**Work request:** Reproduce word for word the portion of the Grand-Am Road Racing text below from "Grand-Am Road Racing or" to "Motor Sports Association.".

----- Given text -----

Grand-Am Road Racing
- Sport: Sports car racing, Touring car racing
- Jurisdiction: United States Canada
- Abbreviation: Grand-Am
- Founded: 2000
- Owner: NASCAR
- Headquarters: Daytona Beach, Florida
- President: Ed Bennett
- Closure date: 2013
- Fate: Merged with the American Le Mans Series

= Grand-Am Road Racing =

North American auto racing series

Grand-Am Road Racing or Grand-Am was an auto racing sanctioning body that was established in 1999 to organize road racing competitions in North America. Its primary focus was the Rolex Sports Car Series, an endurance racing championship series. It sanctioned five auto racing series. The series announced in September 2012 that it would be merging with the American Le Mans Series, which had been Grand-Am's main US competitor since its inception. The two series fully merged in 2014 under the banner of the TUDOR United SportsCar Championship, with the International Motor Sports Association.

----- Supplied information -----

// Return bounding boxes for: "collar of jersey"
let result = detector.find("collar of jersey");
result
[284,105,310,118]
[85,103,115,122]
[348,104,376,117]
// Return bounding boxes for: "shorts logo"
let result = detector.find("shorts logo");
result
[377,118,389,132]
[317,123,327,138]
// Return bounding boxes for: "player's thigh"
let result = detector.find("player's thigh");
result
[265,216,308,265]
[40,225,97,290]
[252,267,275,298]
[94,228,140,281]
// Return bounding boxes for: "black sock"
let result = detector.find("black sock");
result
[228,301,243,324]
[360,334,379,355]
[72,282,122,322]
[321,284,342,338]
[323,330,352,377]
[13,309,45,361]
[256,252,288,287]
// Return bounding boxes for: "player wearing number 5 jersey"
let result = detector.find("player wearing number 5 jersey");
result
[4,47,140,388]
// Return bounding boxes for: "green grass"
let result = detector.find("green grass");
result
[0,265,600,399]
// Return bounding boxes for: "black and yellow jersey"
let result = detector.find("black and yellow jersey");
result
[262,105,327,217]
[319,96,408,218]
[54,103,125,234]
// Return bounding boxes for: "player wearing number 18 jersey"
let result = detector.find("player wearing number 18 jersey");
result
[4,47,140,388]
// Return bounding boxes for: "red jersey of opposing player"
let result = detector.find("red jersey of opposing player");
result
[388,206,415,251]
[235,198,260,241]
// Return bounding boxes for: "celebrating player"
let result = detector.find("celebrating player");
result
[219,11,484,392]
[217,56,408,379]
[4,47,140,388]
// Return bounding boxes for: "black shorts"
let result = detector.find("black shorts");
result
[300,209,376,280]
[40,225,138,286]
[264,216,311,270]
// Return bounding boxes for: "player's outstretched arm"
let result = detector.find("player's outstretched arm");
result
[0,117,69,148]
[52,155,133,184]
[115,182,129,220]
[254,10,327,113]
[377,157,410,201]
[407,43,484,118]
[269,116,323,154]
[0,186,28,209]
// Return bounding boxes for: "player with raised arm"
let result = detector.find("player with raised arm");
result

-----

**Exercise result:**
Grand-Am Road Racing or Grand-Am was an auto racing sanctioning body that was established in 1999 to organize road racing competitions in North America. Its primary focus was the Rolex Sports Car Series, an endurance racing championship series. It sanctioned five auto racing series. The series announced in September 2012 that it would be merging with the American Le Mans Series, which had been Grand-Am's main US competitor since its inception. The two series fully merged in 2014 under the banner of the TUDOR United SportsCar Championship, with the International Motor Sports Association.